### The input
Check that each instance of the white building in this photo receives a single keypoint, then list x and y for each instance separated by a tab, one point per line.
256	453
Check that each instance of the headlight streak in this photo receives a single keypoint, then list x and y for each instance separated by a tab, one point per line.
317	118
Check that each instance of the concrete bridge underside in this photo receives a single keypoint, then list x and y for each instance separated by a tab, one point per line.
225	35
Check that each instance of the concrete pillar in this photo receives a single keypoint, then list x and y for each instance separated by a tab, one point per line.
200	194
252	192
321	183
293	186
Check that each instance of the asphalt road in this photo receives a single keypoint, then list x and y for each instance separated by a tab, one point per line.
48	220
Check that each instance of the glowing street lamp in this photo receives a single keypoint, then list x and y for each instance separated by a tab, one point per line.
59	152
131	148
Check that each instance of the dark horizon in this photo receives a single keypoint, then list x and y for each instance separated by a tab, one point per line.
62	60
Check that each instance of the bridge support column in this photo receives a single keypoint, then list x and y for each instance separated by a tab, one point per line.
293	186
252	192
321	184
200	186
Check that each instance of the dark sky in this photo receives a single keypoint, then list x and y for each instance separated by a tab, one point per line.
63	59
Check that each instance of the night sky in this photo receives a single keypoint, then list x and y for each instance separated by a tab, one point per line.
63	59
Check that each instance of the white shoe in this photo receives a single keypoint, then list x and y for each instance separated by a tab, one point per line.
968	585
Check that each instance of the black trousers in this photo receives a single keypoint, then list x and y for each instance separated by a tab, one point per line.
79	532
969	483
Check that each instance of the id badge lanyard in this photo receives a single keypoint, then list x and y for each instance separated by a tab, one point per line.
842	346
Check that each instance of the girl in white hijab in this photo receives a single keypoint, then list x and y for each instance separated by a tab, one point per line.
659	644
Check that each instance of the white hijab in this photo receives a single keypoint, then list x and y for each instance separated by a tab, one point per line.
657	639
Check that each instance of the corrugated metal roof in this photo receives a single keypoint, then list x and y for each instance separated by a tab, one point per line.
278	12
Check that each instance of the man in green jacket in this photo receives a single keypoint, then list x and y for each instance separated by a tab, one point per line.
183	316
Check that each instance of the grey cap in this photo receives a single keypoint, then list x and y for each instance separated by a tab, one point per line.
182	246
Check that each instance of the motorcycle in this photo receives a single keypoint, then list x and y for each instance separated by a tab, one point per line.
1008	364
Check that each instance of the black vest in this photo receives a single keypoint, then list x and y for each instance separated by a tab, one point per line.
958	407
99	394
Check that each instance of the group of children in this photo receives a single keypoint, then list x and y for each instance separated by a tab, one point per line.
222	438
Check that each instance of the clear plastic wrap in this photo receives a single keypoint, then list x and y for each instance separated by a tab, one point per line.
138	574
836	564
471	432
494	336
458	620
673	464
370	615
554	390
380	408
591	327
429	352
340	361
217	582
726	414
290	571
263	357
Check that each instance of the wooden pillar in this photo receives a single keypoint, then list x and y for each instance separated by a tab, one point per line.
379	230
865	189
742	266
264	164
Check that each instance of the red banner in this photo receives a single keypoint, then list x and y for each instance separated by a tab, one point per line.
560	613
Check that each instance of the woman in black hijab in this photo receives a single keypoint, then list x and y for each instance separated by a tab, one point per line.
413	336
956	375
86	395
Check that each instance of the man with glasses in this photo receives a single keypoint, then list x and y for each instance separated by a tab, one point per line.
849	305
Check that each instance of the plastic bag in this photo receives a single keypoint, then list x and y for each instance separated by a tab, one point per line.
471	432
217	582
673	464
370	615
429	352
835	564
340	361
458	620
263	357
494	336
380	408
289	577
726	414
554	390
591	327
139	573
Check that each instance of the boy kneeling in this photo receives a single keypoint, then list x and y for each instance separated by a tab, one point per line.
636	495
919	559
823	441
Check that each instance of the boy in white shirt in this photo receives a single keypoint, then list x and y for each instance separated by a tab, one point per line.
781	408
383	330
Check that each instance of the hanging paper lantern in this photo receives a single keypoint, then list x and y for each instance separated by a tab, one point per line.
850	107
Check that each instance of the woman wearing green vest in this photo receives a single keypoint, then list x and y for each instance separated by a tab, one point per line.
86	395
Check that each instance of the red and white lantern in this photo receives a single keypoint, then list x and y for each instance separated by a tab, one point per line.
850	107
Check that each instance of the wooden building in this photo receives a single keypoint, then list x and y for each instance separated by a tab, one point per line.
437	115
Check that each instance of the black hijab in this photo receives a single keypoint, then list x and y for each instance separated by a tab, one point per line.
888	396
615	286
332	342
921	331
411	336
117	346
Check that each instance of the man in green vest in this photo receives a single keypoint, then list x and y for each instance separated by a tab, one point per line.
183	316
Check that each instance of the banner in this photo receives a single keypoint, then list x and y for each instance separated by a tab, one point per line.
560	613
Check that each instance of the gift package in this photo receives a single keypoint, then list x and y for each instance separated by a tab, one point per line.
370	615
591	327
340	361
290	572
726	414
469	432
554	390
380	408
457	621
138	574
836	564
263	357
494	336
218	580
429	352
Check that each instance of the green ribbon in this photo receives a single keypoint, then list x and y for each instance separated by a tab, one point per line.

### Exercise directions
Having read the entries, repeat them all exactly.

### Response for this exercise
Check that each instance of the white building in this photo receives a single keypoint, then list x and y for each instance separated by a tab, one point per line.
256	453
Check that each instance of the headlight streak in this photo receives a single keypoint, then list x and y for each instance separated by a tab, one point per line.
317	118
Check that each instance of the concrete bridge underside in this photo receives a single keypoint, then list x and y for each instance separated by a tab, one point per line.
225	35
Check that each instance of the concrete pillar in this photo receives a single keypoint, then list x and y for each instance separated by a tab, one point per line.
200	194
252	192
321	183
293	186
Check that each instance of the asphalt road in this photo receives a single keypoint, then list x and y for each instance separated by a tab, one point per line.
48	220
Check that each instance of the glowing street lamp in this photo receives a single keypoint, then list x and y for each instance separated by a tab, one point per line.
59	152
131	148
Check that each instance of the dark horizon in this photo receives a single keypoint, then list x and y for each instance separated by a tab, one point per line.
62	60
Check that each instance of the bridge support column in this photo receives a single keypoint, then list x and y for each instance separated by a tab, one point per line.
293	186
252	192
321	184
200	186
Check that each instance of the dark sky in this photo receives a single keypoint, then list x and y for each instance separated by a tab, one point per line.
63	59
Check that each instance of the night sky in this photo receives a single keypoint, then list x and y for each instance separated by a tab, one point per line.
63	59
Check that each instance of the white shoe in this photo receives a single keypoint, then list x and y for each instance separated by a tab, one point per line.
968	585
Check that each instance of the black trousers in this photo receives a single keypoint, then list x and y for each instance separated by a tab, one point per line.
79	532
969	483
Check that each instance of the id badge lanyard in this photo receives a single keypoint, then list x and y for each instance separated by a tab, one point per line.
842	346
Check that each instance of the girl in white hijab in this photo receives a single keypoint, then list x and y for each instance separated by a tab, one point per line.
659	644
Check that each instance of the white hijab in this photo receives a single keypoint, then list x and y for each instance separated by a tab, one point per line.
657	639
Check that each instance of the corrugated metal roof in this photo receives a single keypoint, then list x and y for each instance separated by a tab, one point per line.
278	12
Check that each instance of the man in green jacket in this photo receives a single keypoint, then list x and y for each instance separated by a tab, one point per line.
183	316
Check that each instance of the grey cap in this photo receives a single keypoint, then list x and y for each instance separated by a tab, one point per line.
182	246
Check that each instance of the motorcycle in this photo receives a single keypoint, then list x and y for each instance separated by a tab, one point per line.
1008	364
Check that each instance of the black vest in this photo receives a single keypoint, then list x and y for each instance separated by a tab, one point per line.
958	407
99	394
Check that each instance of the group of children in this photo receives a single keypoint, then list x and y for each instance separated by a tab, one point per line.
222	438
Check that each instance of the clear plastic wrap in this photo receives a single keypoint, then list x and y for each instance separated by a tab, one point per line.
138	574
836	564
471	432
494	336
458	620
673	464
370	615
554	390
380	408
591	327
429	352
340	361
217	582
726	414
290	571
263	357
Check that each instance of the wooden pillar in this photo receives a single keypoint, then list x and y for each instance separated by a tab, one point per line.
379	230
865	189
742	266
264	164
Check that each instance of the red banner in this photo receives a single keypoint, then list x and y for each instance separated by a tab, one point per line.
560	613
Check that each instance of the woman in black hijab in this photo receives a single keypoint, then list x and y for each instance separated by a tab, one point per line.
413	336
956	375
86	395
Check that each instance of the man with glasses in this photo receives a single keypoint, then list x and y for each instance separated by a tab, one point per line.
849	305
Check that each instance of the plastic bag in this photo receives a single keypoint, then list x and y for each instance separated by a tab, one point per line.
471	432
217	582
673	464
370	615
429	352
835	564
340	361
458	620
263	357
494	336
380	408
289	577
726	414
554	390
591	327
139	573
Check that each instance of the boy kneeling in this photo receives a single keypoint, then list x and y for each instance separated by a tab, one point per line.
636	495
919	559
823	441
Check that each instance of the boy in white shirt in this photo receives a single keypoint, then list x and y for each instance separated by a tab, one point per line.
781	408
383	330
Check that each instance of the hanging paper lantern in this photo receives a single keypoint, then list x and y for each instance separated by a tab, one point per line.
850	107
Check that each instance of the woman wearing green vest in this photo receives a single keypoint, then list x and y for each instance separated by a tab, one point per line.
86	395
Check that each instance of the red and white lantern in this photo receives a single keypoint, then list x and y for each instance separated by a tab, one point per line.
850	107
Check that each instance of the wooden building in this photo receives a single keypoint, then list x and y for each instance separated by a tab, one point per line.
437	115
Check that each instance of the black hijab in this photo receives a single keypoint, then list x and y for each instance separated by a tab, one point per line.
888	396
615	286
332	342
921	331
411	336
117	346
Check that each instance of the man in green vest in this photo receives a single keypoint, then list x and y for each instance separated by a tab, one point per line.
183	316
Check that each instance of the banner in this photo receives a single keypoint, then list x and y for each instance separated by a tab, one point per line.
560	613
Check that each instance of the gift package in this photo receives a single keypoint, then list x and y for each instance separated by a tab, one point per line.
370	615
591	327
340	361
290	572
726	414
469	432
554	390
380	408
457	621
138	574
836	564
263	357
494	336
218	580
429	352
Check that each instance of the green ribbon in this photo receives a single keypoint, then list x and y for each instance separated by a tab, one point per line.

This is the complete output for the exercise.